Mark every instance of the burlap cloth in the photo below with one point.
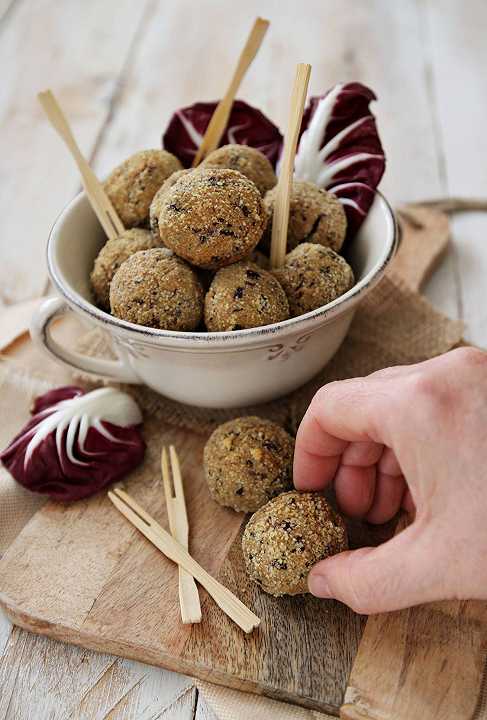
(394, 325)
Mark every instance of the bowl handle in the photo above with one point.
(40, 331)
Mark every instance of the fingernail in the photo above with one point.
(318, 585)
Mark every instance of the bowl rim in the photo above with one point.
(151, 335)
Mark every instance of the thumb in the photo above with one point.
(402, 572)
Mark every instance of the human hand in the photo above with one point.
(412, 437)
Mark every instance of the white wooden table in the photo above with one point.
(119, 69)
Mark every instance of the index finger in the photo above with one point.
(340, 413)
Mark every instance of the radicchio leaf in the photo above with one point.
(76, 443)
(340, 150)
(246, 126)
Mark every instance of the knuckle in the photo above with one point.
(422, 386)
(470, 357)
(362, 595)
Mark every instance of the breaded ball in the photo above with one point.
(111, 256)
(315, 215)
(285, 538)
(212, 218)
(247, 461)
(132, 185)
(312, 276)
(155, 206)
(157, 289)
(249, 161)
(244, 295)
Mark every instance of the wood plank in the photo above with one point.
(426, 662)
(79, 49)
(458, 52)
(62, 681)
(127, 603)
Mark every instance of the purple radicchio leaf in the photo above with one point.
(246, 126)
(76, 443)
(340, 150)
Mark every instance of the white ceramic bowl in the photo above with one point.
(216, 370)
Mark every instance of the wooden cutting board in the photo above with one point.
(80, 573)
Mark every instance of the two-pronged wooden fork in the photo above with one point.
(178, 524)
++++++
GOAL OF THE EXERCISE: Reproduce, word for word, the records from the line containing "Mark every instance of the wooden" up to and including the final line of the records.

ANSWER TO THIS PROBLEM:
Mark every instance of the wooden cutting board in the photo above with one point.
(80, 573)
Mark every instance of the two-pronged wooden fork in the photo above with one point.
(178, 524)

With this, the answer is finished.